- _Texto de estudio_

=====

Y eso no termina de ser lo peor. El único hospital público en la Ciudad de México con un departamento especializado para personas quemadas es el Hospital Rubén Leñero. Nuestra ciudad no está preparada para atender pacientes con quemaduras tan extremas. En contraste, el Centro Nacional de Investigación y Atención de Quemados del Instituto Nacional de Rehabilitación es hoy el centro más avanzado en la materia, con banco de piel, quirófanos especializados, rehabilitación y atención integral; sin embargo, la demanda lo desborda.

El IMSS cuenta con la Unidad de Quemados del Hospital Magdalena de las Salinas, que atiende a cientos de pacientes al año, en especial con cirugías reconstructivas. Pero más allá de estos puntos de atención, la realidad es desigual: en muchos estados no existen unidades de alta especialidad y los pacientes dependen de traslados largos, de fundaciones como Michou y Mau, o de la buena voluntad de particulares.

La atención de quemaduras en México es insuficiente para el tamaño del problema. Cada año se estima que más de ciento veinte mil personas sufren algún tipo de quemadura; cerca de cuarenta y dos mil son niños. El sistema de salud pública, golpeado por la carencia de insumos y por la concentración de hospitales especializados en unas cuantas ciudades, enfrenta un desafío que no podemos seguir ignorando.

Esto nos recuerda que despertar cada día es un acto de esperanza, que volver por la noche o despedirnos de los seres que amamos planeando encuentros posteriores implica aferrarnos a la posibilidad de que no sean ellos y no seamos nosotros los próximos en no volver. Nos hace reflexionar y exigir mejores sistemas de salud pública, mayores regulaciones y restricciones a la circulación de gaseros en horas pico. Mayor mantenimiento a las vías. Policías que detengan a los que circulan a exceso de velocidad. Sistemas de cuidados que permitan a las mujeres no enfrentarse a la precarización del empleo informal.

La explosión es herida viva que no va a dejar de doler porque vivir en esta ciudad implica sobrevivir a la tragedia. Y sobrevivir exige estar preparados para lo inimaginable.

=====

- _Instrucciones_
Resume en dos oraciones el texto sobre la atención de quemaduras en México.

=====

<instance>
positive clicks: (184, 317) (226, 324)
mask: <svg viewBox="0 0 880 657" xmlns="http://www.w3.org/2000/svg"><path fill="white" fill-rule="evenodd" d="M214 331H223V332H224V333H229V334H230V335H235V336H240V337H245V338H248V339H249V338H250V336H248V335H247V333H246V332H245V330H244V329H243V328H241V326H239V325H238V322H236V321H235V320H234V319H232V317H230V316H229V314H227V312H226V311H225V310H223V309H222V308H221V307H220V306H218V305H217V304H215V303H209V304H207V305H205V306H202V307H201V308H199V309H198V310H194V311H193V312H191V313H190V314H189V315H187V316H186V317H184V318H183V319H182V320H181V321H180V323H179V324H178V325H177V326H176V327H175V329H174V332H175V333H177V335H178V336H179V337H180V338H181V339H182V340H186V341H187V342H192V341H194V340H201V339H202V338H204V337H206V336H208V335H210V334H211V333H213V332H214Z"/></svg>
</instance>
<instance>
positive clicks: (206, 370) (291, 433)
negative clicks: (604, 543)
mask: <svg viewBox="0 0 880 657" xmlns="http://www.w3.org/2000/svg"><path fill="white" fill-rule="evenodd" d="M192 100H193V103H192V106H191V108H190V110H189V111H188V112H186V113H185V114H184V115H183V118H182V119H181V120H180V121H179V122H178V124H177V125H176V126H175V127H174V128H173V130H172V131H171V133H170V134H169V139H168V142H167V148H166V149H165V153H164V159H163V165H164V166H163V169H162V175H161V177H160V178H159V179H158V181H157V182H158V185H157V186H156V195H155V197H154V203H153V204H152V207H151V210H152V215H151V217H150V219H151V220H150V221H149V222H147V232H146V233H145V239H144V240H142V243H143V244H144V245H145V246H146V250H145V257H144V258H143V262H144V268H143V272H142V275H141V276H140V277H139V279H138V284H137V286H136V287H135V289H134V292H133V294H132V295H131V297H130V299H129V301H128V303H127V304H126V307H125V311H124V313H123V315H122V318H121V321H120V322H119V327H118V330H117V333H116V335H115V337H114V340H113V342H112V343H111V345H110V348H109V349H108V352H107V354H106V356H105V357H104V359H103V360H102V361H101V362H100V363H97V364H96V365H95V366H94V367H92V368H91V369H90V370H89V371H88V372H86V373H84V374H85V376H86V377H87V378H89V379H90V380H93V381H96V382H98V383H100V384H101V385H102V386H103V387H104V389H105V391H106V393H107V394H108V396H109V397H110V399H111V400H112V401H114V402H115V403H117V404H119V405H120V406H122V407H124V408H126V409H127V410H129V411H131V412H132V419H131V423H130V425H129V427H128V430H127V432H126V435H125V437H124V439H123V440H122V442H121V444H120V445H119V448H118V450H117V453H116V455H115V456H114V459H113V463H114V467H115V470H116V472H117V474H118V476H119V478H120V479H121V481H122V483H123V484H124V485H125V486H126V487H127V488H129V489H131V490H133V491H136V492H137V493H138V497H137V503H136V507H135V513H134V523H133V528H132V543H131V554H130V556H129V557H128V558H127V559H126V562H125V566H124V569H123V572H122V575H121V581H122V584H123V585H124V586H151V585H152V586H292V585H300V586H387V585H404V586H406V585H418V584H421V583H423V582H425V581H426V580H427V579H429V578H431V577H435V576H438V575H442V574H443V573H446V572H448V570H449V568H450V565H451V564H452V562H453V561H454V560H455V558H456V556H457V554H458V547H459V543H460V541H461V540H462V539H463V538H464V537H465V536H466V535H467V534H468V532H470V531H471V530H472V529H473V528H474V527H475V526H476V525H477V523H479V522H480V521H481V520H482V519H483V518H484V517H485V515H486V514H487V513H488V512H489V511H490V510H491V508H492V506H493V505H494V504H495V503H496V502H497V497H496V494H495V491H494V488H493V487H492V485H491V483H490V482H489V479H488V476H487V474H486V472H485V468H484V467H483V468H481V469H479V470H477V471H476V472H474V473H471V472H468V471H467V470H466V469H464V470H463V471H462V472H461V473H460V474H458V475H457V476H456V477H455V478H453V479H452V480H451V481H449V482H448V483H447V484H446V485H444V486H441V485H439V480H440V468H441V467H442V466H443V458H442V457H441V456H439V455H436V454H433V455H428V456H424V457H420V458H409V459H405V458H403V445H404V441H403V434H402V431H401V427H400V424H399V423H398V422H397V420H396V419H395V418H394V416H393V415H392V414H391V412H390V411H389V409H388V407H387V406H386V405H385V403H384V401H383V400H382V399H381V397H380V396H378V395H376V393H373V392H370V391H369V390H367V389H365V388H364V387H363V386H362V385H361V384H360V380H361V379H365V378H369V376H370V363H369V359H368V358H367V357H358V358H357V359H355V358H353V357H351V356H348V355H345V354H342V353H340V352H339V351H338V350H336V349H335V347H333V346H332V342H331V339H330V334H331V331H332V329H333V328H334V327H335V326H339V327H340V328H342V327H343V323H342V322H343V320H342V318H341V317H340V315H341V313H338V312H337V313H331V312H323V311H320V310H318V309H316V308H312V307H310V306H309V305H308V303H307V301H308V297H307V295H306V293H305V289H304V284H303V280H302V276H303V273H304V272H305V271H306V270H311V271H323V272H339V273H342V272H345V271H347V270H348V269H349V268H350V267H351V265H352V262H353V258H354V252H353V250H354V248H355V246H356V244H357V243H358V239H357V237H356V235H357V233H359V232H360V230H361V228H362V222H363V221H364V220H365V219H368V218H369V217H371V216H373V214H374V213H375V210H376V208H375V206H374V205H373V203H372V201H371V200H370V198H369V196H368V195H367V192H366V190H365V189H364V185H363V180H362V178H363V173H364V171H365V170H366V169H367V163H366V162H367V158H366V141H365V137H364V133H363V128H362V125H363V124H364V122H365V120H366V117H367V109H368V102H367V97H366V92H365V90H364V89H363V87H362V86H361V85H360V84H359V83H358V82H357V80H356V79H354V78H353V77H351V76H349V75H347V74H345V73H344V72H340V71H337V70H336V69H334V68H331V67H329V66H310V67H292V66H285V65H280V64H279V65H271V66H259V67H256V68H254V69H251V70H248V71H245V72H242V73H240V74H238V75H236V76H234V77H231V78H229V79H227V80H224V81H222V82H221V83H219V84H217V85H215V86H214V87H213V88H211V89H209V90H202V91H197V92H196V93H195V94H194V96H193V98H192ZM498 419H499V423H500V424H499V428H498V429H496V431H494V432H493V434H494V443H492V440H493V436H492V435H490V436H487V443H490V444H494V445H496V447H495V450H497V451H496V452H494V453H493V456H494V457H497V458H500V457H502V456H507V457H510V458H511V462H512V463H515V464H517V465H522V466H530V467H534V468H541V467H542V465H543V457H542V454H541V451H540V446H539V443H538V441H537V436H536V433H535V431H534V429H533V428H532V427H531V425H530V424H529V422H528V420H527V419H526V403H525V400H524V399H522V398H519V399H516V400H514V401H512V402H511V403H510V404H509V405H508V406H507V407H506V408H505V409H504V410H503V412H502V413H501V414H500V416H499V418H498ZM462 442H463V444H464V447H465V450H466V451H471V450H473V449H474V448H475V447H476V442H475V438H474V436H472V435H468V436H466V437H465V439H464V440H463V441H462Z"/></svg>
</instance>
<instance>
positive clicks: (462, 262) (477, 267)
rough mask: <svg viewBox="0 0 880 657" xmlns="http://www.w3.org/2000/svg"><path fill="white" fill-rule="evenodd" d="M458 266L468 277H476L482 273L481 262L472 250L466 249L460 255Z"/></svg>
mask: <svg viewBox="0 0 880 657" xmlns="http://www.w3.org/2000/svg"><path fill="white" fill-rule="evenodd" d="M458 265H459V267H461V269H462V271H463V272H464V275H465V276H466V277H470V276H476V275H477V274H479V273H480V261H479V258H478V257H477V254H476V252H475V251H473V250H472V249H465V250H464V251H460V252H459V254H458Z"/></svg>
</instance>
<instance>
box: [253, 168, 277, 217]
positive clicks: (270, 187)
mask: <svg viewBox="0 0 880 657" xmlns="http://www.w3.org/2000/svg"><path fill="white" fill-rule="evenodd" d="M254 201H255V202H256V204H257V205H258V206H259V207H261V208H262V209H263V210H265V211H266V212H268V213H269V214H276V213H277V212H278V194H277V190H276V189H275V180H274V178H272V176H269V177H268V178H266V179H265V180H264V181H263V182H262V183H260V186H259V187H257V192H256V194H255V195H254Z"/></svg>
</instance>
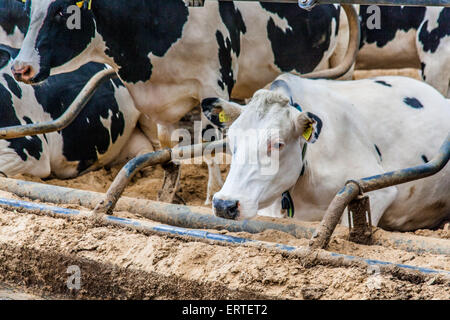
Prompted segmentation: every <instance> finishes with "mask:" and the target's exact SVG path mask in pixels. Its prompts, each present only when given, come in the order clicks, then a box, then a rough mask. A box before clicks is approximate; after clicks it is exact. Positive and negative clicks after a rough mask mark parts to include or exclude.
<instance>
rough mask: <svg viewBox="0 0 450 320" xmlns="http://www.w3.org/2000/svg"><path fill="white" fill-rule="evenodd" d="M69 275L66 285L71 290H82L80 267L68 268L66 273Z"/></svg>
mask: <svg viewBox="0 0 450 320" xmlns="http://www.w3.org/2000/svg"><path fill="white" fill-rule="evenodd" d="M66 273H67V274H69V277H68V278H67V281H66V285H67V288H68V289H70V290H80V289H81V269H80V267H79V266H76V265H72V266H69V267H68V268H67V271H66Z"/></svg>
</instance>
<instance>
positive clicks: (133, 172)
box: [94, 140, 226, 214]
mask: <svg viewBox="0 0 450 320" xmlns="http://www.w3.org/2000/svg"><path fill="white" fill-rule="evenodd" d="M219 147H220V148H221V149H223V147H225V148H226V141H225V140H220V141H215V142H209V143H202V144H197V145H189V146H185V147H179V148H175V149H163V150H160V151H156V152H151V153H146V154H144V155H141V156H138V157H136V158H134V159H131V160H130V161H128V163H127V164H126V165H125V166H124V167H123V168H122V169H121V170H120V172H119V173H118V174H117V176H116V177H115V178H114V181H113V183H112V184H111V186H110V187H109V189H108V191H107V193H106V197H105V199H103V200H102V201H100V202H99V204H98V205H97V206H96V207H95V209H94V213H96V214H100V213H104V214H112V213H113V210H114V207H115V206H116V203H117V201H118V200H119V198H120V196H121V195H122V193H123V191H124V190H125V188H126V186H127V185H128V184H129V183H130V181H131V179H132V178H133V177H134V176H135V175H136V173H137V172H138V171H139V170H141V169H143V168H145V167H148V166H153V165H156V164H163V163H166V162H169V161H171V160H182V159H190V158H192V157H195V156H202V155H203V153H204V152H205V150H211V151H212V150H217V148H219ZM220 151H223V150H220Z"/></svg>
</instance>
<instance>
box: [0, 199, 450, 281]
mask: <svg viewBox="0 0 450 320" xmlns="http://www.w3.org/2000/svg"><path fill="white" fill-rule="evenodd" d="M0 206H2V207H6V208H11V207H12V208H17V209H20V210H22V211H25V212H28V213H33V212H36V211H39V212H41V213H44V214H55V215H61V216H65V217H70V216H79V215H81V212H80V211H79V210H74V209H65V208H61V207H56V206H49V205H46V204H41V203H33V202H28V201H22V200H14V199H3V198H0ZM103 219H104V221H105V222H106V223H110V224H114V225H119V226H122V227H129V228H133V229H138V230H144V231H147V232H152V233H158V234H163V235H167V234H170V235H175V236H185V237H191V238H194V239H202V240H211V241H216V242H221V243H230V244H236V245H243V244H252V245H256V246H257V247H262V248H267V249H269V250H273V249H275V250H277V251H281V252H286V253H295V252H305V248H301V247H295V246H289V245H285V244H281V243H272V242H266V241H259V240H253V239H248V238H240V237H234V236H227V235H222V234H217V233H212V232H208V231H203V230H195V229H186V228H180V227H173V226H169V225H163V224H160V225H156V226H154V225H149V224H147V223H145V222H140V221H137V220H133V219H128V218H119V217H114V216H107V215H104V216H103ZM324 255H327V256H329V257H332V258H334V259H338V260H339V261H340V262H347V263H352V262H354V263H359V264H364V265H366V266H379V267H380V268H382V267H396V268H399V269H402V270H410V271H415V272H419V273H422V274H425V275H442V276H444V277H445V278H448V279H450V271H446V270H435V269H429V268H422V267H416V266H410V265H405V264H396V263H391V262H386V261H380V260H374V259H365V258H360V257H355V256H350V255H345V254H340V253H334V252H326V253H324V254H322V256H324Z"/></svg>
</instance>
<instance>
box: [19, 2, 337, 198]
mask: <svg viewBox="0 0 450 320" xmlns="http://www.w3.org/2000/svg"><path fill="white" fill-rule="evenodd" d="M75 2H76V1H74V0H33V1H27V5H31V13H30V17H31V21H30V27H29V29H28V32H27V35H26V37H25V40H24V44H23V46H22V50H21V52H20V54H19V56H18V57H17V58H16V60H15V63H14V66H13V70H14V74H15V76H16V79H18V80H21V81H24V82H27V83H38V82H40V81H43V80H45V79H46V78H47V77H48V76H49V75H50V74H55V73H59V72H68V71H72V70H75V69H76V68H78V67H79V66H80V65H82V64H84V63H86V62H88V61H96V62H100V63H106V64H108V65H110V66H112V68H114V70H116V72H117V73H118V75H119V77H120V78H121V80H122V81H123V82H124V83H125V85H126V86H127V88H128V90H129V92H130V94H131V96H132V97H133V100H134V102H135V105H136V106H137V108H138V109H139V110H140V111H141V112H142V113H143V114H145V115H148V116H149V117H150V118H151V120H152V121H155V122H157V123H158V124H159V125H160V126H164V127H163V128H162V129H161V130H160V131H162V132H165V133H166V134H165V137H161V136H160V139H161V140H162V141H161V143H162V144H163V145H164V146H172V145H173V142H172V141H171V140H172V139H171V138H172V134H171V133H172V132H173V130H174V129H176V126H175V125H174V124H176V123H177V122H178V121H179V120H180V119H181V118H182V117H183V116H184V115H185V114H186V113H187V112H188V111H190V110H191V109H192V108H194V107H195V106H197V105H199V103H200V101H201V100H203V99H204V98H206V97H209V96H220V97H222V98H224V99H229V98H230V97H234V98H238V99H242V98H246V97H249V96H251V94H252V93H253V91H254V90H256V89H257V88H260V87H261V86H263V85H264V84H265V83H267V82H268V81H271V80H273V79H274V78H275V77H276V76H277V75H278V74H280V73H282V72H297V73H307V72H310V71H313V70H319V69H325V68H327V67H328V59H329V58H330V57H331V55H332V53H333V50H334V48H335V46H336V43H337V35H338V26H339V11H340V7H339V6H334V5H327V6H321V7H318V8H315V9H313V10H312V11H311V12H307V11H304V10H301V9H300V8H298V6H297V5H296V4H268V3H241V2H236V3H232V2H215V1H208V2H206V4H205V6H204V7H200V8H188V7H187V5H186V2H187V1H183V0H154V1H138V0H130V1H126V2H125V1H121V0H96V1H92V3H91V7H90V8H89V7H88V6H82V9H81V20H80V23H81V28H80V29H79V30H78V29H73V30H69V29H68V28H67V26H66V22H67V20H68V19H69V15H68V14H67V8H68V7H69V6H71V5H74V4H75ZM130 17H133V18H132V19H130ZM69 43H70V44H71V45H68V44H69ZM144 129H145V128H144ZM144 132H145V134H146V135H147V136H150V133H149V132H146V131H145V130H144ZM216 176H217V175H216ZM211 185H220V182H217V183H212V182H211V181H210V182H209V183H208V186H211ZM214 192H215V190H210V188H209V187H208V194H212V193H214ZM207 202H208V199H207Z"/></svg>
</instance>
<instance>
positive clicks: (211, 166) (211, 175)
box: [203, 155, 223, 205]
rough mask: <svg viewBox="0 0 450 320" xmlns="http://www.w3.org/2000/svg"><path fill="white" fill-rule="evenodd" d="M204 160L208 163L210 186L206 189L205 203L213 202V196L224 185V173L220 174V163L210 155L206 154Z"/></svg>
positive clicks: (209, 180) (221, 187)
mask: <svg viewBox="0 0 450 320" xmlns="http://www.w3.org/2000/svg"><path fill="white" fill-rule="evenodd" d="M203 160H204V161H205V162H206V164H207V165H208V187H207V190H206V200H205V204H206V205H209V204H211V200H212V197H213V196H214V194H215V193H216V192H218V191H219V190H220V189H221V188H222V186H223V179H222V175H221V174H220V168H219V165H218V164H217V163H216V162H215V161H214V158H213V157H212V156H209V155H205V156H204V157H203Z"/></svg>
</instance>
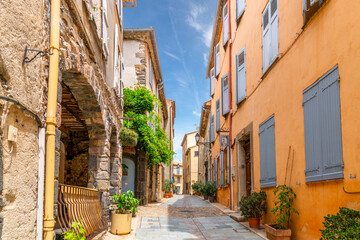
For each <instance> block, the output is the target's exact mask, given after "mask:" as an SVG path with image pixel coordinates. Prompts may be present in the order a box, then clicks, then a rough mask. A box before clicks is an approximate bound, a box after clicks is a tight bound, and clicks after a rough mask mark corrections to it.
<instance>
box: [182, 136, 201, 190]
mask: <svg viewBox="0 0 360 240" xmlns="http://www.w3.org/2000/svg"><path fill="white" fill-rule="evenodd" d="M196 133H197V131H195V132H191V133H187V134H185V136H184V138H183V141H182V143H181V147H182V162H183V193H184V194H192V193H193V191H192V188H191V185H192V184H193V183H195V182H197V181H198V167H199V163H198V158H199V147H198V146H197V145H196V141H195V135H196Z"/></svg>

=====

- _Respuesta_
La atención de quemaduras en México es insuficiente: en la Ciudad de México solo el Hospital Rubén Leñero tiene un departamento público especializado, el centro más avanzado, del Instituto Nacional de Rehabilitación, está desbordado por la demanda y en muchos estados no hay unidades de alta especialidad, aunque se estima que más de ciento veinte mil personas se queman cada año. El texto exige mejores sistemas de salud pública, más regulación a la circulación de gaseros en horas pico, mayor mantenimiento a las vías y policías que detengan a quienes circulan a exceso de velocidad.